START Provided records

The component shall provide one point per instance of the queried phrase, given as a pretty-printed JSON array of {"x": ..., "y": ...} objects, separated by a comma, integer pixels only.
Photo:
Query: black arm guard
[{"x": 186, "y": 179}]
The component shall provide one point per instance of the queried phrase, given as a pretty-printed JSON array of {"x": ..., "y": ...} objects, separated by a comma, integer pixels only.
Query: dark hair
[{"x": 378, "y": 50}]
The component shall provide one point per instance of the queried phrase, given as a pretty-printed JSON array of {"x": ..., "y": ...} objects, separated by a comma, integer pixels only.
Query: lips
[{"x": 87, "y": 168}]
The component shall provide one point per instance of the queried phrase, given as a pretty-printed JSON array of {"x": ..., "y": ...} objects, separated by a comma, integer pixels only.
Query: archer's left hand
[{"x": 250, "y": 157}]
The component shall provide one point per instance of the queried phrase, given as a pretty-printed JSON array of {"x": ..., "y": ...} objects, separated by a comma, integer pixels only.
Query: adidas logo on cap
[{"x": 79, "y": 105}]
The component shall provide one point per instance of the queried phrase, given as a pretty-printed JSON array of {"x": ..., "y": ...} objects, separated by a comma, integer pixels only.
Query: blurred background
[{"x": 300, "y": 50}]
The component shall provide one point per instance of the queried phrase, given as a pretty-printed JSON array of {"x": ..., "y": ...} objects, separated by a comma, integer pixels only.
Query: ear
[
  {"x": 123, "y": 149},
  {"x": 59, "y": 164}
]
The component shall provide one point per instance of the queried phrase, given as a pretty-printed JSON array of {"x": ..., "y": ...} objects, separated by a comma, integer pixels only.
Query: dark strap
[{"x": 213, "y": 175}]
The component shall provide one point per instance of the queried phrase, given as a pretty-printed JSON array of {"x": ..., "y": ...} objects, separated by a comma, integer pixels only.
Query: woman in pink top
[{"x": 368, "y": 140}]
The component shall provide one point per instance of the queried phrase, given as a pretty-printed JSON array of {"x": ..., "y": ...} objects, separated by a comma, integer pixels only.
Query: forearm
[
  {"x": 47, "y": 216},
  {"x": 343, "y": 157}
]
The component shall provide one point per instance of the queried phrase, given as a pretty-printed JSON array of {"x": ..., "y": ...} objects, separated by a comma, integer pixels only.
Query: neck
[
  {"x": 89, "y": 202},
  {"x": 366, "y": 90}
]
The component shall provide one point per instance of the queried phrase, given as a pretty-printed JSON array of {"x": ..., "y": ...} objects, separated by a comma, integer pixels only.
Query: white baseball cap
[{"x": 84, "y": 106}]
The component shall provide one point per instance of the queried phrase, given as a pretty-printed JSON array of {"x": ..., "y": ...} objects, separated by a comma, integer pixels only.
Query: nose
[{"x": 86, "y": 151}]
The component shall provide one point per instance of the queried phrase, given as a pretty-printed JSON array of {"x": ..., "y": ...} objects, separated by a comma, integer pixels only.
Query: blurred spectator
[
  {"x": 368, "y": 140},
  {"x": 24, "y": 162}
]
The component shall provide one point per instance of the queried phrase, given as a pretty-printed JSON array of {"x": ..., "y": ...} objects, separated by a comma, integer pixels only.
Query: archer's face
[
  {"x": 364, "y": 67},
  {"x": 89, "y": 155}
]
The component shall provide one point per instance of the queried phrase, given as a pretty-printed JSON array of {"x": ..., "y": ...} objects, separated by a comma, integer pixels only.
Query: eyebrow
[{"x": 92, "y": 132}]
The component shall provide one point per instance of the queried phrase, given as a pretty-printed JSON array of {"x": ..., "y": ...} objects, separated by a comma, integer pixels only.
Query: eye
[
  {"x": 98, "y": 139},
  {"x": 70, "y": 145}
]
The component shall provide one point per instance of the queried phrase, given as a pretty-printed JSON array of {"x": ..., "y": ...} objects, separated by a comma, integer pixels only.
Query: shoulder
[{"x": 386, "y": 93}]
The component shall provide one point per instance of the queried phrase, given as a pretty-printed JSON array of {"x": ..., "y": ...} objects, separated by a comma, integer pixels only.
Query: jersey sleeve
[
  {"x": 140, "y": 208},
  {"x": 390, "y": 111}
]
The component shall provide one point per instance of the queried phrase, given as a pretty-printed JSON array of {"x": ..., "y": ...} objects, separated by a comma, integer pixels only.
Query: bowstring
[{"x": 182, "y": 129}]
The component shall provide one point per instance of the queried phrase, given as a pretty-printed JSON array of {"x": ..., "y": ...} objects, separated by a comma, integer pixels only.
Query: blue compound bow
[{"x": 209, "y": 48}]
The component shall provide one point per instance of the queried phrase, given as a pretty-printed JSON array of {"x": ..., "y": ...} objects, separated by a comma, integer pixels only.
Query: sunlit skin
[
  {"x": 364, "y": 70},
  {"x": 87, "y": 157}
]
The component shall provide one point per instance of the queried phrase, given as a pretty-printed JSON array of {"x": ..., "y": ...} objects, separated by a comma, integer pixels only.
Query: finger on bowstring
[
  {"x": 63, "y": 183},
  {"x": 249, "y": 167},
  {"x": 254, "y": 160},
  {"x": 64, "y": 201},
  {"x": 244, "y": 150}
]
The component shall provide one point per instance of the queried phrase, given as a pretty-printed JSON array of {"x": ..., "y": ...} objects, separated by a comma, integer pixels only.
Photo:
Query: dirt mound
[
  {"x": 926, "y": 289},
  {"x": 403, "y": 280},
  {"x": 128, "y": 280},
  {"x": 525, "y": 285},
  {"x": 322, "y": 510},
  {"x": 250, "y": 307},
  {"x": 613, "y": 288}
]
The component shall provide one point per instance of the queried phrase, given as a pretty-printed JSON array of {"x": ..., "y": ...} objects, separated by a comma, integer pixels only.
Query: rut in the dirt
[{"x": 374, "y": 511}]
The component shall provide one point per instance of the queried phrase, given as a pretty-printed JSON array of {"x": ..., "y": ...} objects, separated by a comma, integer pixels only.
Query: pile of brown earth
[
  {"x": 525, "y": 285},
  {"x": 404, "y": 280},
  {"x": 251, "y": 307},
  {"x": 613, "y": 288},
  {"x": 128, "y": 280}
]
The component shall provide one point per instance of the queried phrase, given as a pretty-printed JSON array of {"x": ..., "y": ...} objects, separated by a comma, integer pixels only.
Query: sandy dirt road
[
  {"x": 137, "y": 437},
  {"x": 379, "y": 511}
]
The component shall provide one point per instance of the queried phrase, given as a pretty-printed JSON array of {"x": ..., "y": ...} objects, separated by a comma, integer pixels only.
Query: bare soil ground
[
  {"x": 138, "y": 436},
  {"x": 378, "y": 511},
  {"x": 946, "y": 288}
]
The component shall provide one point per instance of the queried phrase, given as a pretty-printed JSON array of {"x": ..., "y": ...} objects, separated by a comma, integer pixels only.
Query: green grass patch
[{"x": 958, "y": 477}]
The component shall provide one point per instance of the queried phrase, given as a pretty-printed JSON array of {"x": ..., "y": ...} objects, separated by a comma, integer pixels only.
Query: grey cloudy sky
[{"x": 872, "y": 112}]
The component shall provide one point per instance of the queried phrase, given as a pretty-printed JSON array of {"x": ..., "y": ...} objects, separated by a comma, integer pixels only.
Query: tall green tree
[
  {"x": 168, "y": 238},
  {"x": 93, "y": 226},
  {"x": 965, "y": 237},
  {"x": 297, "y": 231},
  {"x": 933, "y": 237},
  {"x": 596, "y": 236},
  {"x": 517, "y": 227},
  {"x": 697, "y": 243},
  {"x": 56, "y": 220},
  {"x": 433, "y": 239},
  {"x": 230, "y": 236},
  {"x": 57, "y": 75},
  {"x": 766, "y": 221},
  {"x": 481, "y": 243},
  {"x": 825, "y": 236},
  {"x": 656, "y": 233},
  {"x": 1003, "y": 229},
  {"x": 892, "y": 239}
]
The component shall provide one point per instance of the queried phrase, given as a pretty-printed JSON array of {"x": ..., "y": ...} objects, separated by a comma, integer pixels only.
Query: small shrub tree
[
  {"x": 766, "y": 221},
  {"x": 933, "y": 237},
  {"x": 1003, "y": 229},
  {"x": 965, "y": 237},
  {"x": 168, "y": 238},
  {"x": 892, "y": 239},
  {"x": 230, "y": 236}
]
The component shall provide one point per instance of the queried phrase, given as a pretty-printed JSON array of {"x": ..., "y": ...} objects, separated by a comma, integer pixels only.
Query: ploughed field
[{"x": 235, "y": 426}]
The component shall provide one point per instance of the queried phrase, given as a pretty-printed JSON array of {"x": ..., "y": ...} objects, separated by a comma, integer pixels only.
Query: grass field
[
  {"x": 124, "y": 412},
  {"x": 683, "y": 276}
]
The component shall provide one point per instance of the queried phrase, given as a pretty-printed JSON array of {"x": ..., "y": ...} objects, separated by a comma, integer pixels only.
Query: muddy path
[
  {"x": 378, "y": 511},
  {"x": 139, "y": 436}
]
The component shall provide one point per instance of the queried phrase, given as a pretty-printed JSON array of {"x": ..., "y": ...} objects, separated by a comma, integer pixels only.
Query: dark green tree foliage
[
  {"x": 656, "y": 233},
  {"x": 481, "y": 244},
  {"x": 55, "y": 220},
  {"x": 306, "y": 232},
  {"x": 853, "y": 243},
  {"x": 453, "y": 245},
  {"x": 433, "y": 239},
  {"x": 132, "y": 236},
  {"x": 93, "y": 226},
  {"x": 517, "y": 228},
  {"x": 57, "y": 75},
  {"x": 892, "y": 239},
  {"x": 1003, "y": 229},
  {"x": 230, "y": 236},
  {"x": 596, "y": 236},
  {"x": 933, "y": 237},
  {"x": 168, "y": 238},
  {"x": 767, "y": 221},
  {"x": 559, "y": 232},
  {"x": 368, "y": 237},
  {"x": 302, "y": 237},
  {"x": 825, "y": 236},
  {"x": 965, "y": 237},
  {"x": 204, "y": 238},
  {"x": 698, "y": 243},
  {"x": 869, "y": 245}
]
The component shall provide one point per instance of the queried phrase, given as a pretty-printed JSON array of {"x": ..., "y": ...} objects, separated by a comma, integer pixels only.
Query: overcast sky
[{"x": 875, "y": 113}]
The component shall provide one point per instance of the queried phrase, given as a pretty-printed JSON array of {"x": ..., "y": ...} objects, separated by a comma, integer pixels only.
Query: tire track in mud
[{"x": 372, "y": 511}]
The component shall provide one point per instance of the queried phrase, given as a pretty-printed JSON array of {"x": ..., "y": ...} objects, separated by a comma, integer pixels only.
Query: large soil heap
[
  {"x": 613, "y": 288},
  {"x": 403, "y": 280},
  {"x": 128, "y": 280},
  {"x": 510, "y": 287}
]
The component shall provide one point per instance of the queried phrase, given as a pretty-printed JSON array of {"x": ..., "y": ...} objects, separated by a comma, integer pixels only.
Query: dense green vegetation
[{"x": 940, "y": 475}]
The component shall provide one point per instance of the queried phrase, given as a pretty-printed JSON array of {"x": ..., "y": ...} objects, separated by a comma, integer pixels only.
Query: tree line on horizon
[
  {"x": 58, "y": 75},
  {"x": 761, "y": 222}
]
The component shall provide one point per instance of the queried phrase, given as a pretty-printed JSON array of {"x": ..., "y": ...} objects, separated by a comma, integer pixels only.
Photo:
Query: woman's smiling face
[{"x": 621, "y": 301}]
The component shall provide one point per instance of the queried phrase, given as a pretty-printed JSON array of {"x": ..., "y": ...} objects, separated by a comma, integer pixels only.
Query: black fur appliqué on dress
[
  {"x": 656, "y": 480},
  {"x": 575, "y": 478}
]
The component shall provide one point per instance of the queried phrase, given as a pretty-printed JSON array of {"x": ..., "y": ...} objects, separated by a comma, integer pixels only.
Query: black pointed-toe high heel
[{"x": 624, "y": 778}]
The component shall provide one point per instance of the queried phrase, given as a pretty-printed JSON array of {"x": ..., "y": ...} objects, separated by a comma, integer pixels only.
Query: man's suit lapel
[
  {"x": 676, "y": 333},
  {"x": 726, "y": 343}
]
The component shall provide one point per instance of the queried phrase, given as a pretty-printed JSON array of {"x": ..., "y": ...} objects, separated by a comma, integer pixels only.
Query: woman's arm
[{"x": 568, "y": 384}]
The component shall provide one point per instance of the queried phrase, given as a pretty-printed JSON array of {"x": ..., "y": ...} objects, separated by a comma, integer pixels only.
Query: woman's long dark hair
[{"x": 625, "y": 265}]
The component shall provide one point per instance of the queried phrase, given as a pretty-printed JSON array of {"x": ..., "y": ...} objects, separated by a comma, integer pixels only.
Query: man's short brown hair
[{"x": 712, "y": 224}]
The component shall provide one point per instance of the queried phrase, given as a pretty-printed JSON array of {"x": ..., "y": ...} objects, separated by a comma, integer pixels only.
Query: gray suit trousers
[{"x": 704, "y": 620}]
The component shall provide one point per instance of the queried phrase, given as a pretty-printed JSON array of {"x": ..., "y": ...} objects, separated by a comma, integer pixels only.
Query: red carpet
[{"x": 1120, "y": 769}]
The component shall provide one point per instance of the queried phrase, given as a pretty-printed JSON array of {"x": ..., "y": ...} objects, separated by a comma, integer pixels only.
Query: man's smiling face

END Provided records

• _Required task_: Return each line of the listing above that contains the string "smiling".

• _Task result_:
Query: woman's smiling face
Query: man's smiling face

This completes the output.